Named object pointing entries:
◇ ◇ ◇

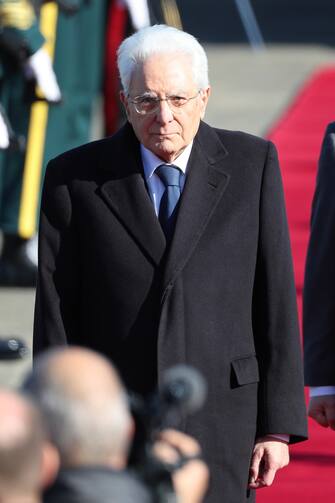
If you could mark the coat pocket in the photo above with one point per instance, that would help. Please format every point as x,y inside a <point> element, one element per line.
<point>245,370</point>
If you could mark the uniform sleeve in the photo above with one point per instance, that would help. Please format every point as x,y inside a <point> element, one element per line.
<point>319,286</point>
<point>281,407</point>
<point>19,31</point>
<point>58,293</point>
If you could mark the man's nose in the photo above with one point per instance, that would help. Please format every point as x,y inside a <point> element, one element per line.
<point>164,113</point>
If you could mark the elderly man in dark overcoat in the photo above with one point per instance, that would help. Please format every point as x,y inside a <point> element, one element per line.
<point>168,243</point>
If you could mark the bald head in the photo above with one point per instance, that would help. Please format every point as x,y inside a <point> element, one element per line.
<point>21,446</point>
<point>84,404</point>
<point>80,373</point>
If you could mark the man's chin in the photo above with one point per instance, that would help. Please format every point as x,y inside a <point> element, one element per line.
<point>165,149</point>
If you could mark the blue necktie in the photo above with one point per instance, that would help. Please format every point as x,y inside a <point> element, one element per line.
<point>170,176</point>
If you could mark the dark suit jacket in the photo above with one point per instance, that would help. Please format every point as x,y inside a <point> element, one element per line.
<point>221,298</point>
<point>319,286</point>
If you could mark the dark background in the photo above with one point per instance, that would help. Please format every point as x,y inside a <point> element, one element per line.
<point>280,21</point>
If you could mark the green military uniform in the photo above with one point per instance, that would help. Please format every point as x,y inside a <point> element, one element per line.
<point>75,42</point>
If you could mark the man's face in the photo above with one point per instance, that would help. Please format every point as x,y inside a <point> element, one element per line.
<point>166,132</point>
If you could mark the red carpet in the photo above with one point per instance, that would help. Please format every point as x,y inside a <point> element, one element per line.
<point>310,477</point>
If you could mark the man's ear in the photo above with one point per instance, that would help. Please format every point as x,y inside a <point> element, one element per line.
<point>124,101</point>
<point>204,97</point>
<point>50,465</point>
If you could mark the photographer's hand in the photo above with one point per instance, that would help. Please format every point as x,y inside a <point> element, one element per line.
<point>190,479</point>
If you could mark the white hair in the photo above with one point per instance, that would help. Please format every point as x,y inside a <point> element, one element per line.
<point>87,427</point>
<point>158,39</point>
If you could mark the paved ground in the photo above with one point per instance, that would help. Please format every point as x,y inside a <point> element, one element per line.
<point>250,90</point>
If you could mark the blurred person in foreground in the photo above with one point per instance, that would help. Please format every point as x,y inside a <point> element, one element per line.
<point>319,291</point>
<point>27,462</point>
<point>168,243</point>
<point>85,408</point>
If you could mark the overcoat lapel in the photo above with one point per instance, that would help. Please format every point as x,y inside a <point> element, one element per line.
<point>127,196</point>
<point>205,183</point>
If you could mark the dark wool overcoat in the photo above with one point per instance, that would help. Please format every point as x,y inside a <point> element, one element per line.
<point>220,298</point>
<point>319,298</point>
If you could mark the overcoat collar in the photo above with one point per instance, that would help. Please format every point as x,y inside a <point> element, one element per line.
<point>126,193</point>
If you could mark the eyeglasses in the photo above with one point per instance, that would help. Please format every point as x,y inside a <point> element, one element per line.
<point>145,105</point>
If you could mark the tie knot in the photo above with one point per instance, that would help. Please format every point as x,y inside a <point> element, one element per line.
<point>169,175</point>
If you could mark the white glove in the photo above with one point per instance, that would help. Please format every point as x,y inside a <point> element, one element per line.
<point>4,135</point>
<point>40,66</point>
<point>139,12</point>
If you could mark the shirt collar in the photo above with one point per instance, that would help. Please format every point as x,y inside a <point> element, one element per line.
<point>151,161</point>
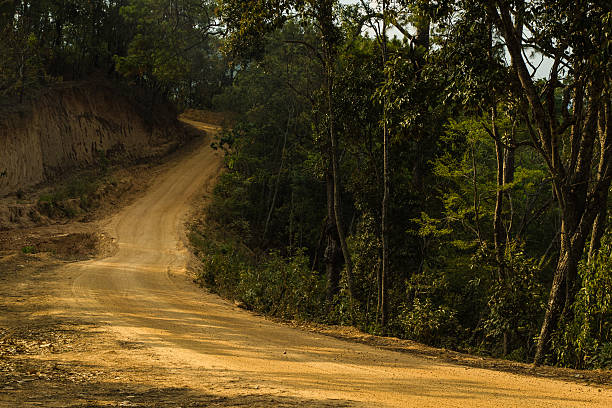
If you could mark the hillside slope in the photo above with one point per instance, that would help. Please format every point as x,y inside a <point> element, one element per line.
<point>74,124</point>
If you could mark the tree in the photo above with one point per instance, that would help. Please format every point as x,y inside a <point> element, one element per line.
<point>247,23</point>
<point>575,37</point>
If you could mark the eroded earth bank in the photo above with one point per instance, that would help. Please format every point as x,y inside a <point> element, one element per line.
<point>111,318</point>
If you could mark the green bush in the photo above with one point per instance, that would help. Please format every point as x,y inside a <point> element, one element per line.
<point>586,340</point>
<point>277,285</point>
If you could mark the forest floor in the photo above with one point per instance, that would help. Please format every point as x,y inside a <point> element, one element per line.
<point>105,314</point>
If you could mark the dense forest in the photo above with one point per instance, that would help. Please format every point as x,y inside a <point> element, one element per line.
<point>433,170</point>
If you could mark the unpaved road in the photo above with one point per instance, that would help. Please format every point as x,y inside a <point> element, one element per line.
<point>181,346</point>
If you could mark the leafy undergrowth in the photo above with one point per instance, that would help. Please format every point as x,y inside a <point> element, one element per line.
<point>269,283</point>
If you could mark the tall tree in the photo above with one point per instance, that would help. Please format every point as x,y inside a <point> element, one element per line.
<point>574,37</point>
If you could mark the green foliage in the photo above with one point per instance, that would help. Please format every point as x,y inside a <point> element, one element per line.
<point>273,284</point>
<point>515,306</point>
<point>585,341</point>
<point>425,322</point>
<point>173,49</point>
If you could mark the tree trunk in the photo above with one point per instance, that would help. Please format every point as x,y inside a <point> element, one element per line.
<point>332,253</point>
<point>384,275</point>
<point>277,184</point>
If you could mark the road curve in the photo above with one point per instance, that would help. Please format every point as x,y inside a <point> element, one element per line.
<point>143,295</point>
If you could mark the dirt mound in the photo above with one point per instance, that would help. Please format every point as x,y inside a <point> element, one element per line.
<point>77,125</point>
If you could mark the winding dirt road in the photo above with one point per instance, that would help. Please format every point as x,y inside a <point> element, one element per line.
<point>144,296</point>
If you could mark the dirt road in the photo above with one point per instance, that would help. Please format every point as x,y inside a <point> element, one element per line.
<point>179,339</point>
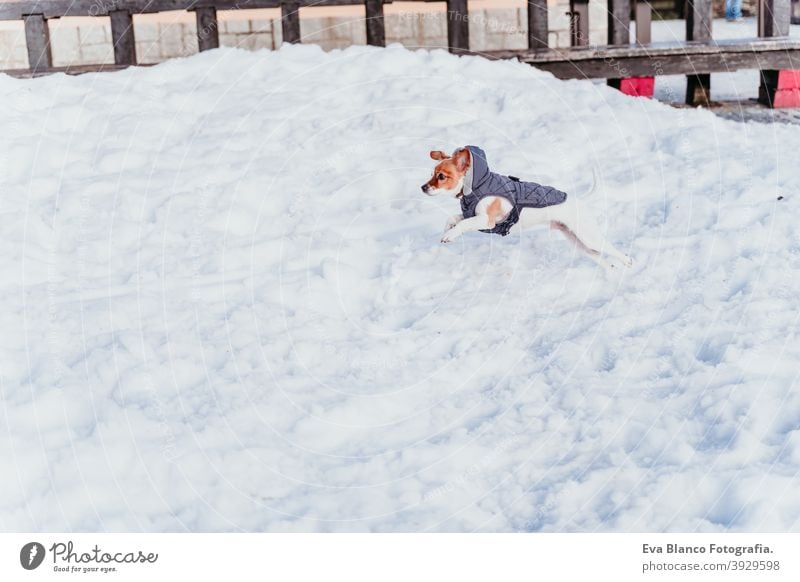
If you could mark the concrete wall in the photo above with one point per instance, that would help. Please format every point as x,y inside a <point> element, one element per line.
<point>499,25</point>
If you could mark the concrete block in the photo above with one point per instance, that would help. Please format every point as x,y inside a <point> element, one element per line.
<point>96,31</point>
<point>254,42</point>
<point>238,26</point>
<point>145,31</point>
<point>97,54</point>
<point>261,26</point>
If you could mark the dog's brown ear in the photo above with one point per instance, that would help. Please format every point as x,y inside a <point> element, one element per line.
<point>462,159</point>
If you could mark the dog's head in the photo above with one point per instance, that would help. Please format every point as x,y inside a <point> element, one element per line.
<point>448,175</point>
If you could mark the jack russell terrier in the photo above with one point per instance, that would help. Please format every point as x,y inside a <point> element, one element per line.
<point>503,204</point>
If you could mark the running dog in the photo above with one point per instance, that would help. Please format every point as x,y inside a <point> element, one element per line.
<point>505,205</point>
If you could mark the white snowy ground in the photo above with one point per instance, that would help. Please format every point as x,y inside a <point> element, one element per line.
<point>225,305</point>
<point>735,86</point>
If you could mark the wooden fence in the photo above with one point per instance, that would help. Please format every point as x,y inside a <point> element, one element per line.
<point>697,57</point>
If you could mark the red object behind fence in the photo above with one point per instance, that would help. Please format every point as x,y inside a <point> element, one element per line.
<point>638,86</point>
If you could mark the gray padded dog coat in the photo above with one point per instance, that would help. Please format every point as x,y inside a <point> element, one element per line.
<point>520,194</point>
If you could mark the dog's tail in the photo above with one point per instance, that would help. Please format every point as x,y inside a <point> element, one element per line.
<point>594,183</point>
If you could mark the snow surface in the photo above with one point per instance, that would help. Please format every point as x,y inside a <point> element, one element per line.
<point>225,305</point>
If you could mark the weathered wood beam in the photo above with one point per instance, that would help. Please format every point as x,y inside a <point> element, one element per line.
<point>376,24</point>
<point>16,9</point>
<point>661,59</point>
<point>579,22</point>
<point>70,70</point>
<point>538,30</point>
<point>122,37</point>
<point>457,26</point>
<point>644,22</point>
<point>774,18</point>
<point>37,38</point>
<point>207,28</point>
<point>619,22</point>
<point>290,21</point>
<point>698,27</point>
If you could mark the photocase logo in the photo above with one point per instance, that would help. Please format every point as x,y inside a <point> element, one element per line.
<point>31,555</point>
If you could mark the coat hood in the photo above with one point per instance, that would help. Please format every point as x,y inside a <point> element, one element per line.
<point>478,171</point>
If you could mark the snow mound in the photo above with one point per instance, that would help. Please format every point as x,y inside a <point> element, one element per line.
<point>225,305</point>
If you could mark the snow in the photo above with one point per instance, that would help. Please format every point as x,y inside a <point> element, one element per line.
<point>739,85</point>
<point>226,307</point>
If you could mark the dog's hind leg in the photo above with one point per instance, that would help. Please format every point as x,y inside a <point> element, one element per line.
<point>571,236</point>
<point>588,235</point>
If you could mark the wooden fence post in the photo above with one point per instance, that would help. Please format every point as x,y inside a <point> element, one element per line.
<point>290,21</point>
<point>457,26</point>
<point>537,24</point>
<point>698,27</point>
<point>579,22</point>
<point>37,38</point>
<point>122,37</point>
<point>619,33</point>
<point>619,22</point>
<point>777,88</point>
<point>207,28</point>
<point>376,25</point>
<point>644,20</point>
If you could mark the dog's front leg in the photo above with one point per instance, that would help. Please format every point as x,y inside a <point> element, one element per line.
<point>453,220</point>
<point>477,222</point>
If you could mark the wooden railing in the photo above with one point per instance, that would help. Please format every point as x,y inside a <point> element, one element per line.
<point>697,58</point>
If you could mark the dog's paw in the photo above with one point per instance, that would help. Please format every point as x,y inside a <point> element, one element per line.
<point>449,236</point>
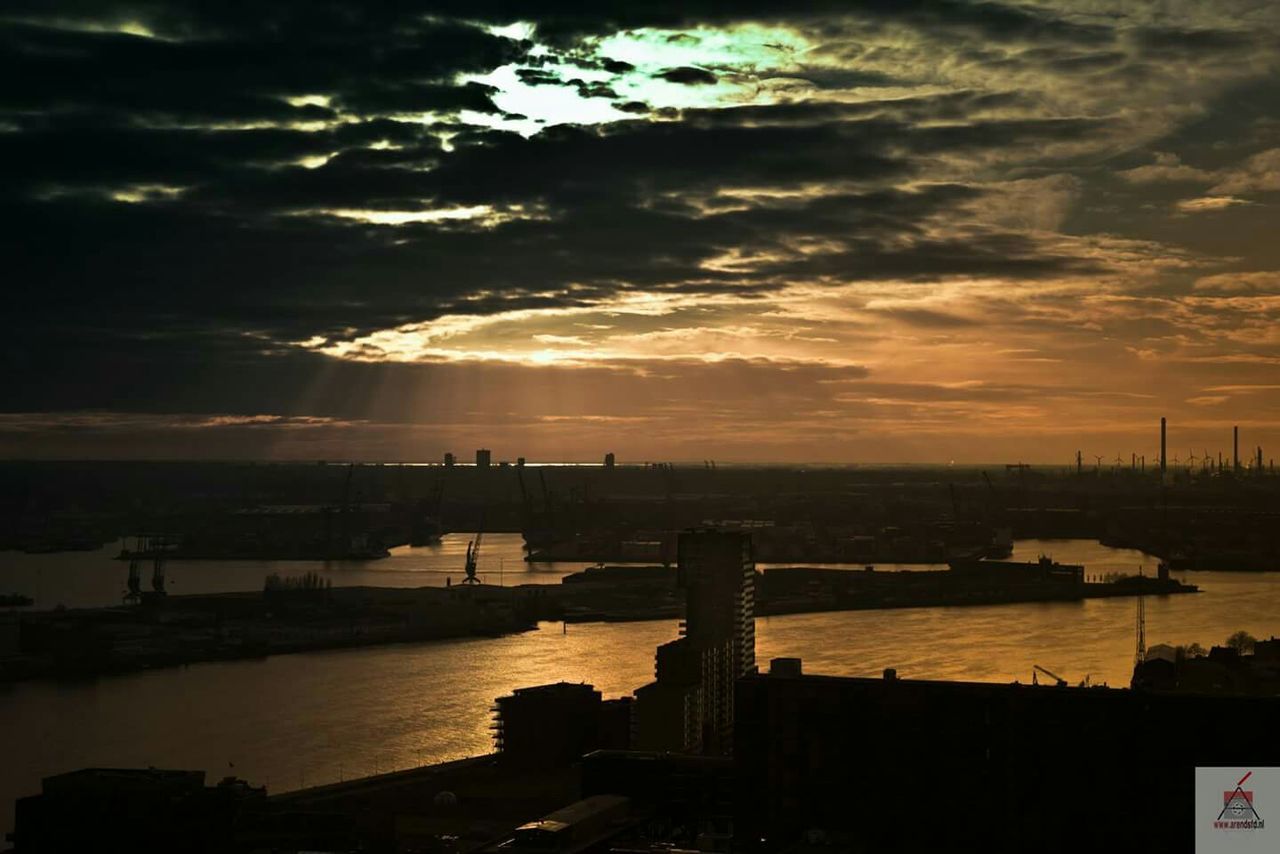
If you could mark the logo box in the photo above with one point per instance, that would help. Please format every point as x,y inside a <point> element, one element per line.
<point>1233,807</point>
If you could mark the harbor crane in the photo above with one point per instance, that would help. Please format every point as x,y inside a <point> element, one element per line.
<point>1057,680</point>
<point>474,557</point>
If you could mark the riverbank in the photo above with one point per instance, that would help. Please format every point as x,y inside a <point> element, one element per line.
<point>177,630</point>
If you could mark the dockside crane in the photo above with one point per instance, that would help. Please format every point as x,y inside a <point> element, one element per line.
<point>1057,680</point>
<point>474,557</point>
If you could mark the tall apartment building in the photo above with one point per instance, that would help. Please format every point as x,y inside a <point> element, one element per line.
<point>690,704</point>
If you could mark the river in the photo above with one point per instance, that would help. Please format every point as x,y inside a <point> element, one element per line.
<point>314,717</point>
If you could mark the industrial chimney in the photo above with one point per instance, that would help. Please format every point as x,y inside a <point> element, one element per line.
<point>1162,450</point>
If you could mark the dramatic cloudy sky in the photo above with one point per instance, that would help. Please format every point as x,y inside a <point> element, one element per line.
<point>878,231</point>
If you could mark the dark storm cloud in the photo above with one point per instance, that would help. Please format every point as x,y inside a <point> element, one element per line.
<point>689,76</point>
<point>168,304</point>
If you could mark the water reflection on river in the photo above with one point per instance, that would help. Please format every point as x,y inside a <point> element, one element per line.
<point>312,717</point>
<point>96,579</point>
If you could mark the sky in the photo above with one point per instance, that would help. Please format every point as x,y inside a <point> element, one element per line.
<point>892,231</point>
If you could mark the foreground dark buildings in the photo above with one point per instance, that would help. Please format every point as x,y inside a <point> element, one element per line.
<point>714,756</point>
<point>872,765</point>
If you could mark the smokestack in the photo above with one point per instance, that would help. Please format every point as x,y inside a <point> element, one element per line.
<point>1162,461</point>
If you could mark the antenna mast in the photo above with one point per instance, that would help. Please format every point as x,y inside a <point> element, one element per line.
<point>1141,654</point>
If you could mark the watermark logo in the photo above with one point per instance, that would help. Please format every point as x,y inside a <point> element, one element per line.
<point>1238,809</point>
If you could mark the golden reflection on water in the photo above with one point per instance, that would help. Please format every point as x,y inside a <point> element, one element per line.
<point>309,718</point>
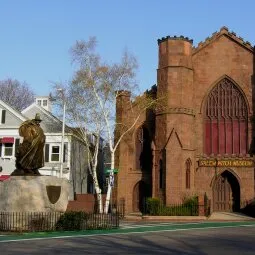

◇ ◇ ◇

Put the part of the entries that opens with the line containing "If you could mark the antenna" and runs through the end of the entries into a Markdown table with the columns Row and Text, one line per row, skipping blank lines and leaving out the pictures.

| Row | Text |
|---|---|
| 1 | If you could mark the antenna mast in the photo above with one point per instance, that would help. Please format every point as x,y inside a <point> element, one element per line. |
| 2 | <point>1141,654</point> |
| 3 | If you could mark the watermark logo in the photo above with one point per instance, that would help. Please format every point as x,y inside a <point> element, one element per line. |
| 4 | <point>1238,809</point> |
| 5 | If you could mark the golden reflection on water in the photo above with one point per instance, that would help. Please format every point as x,y inside a <point> element, one element per line. |
| 6 | <point>309,718</point> |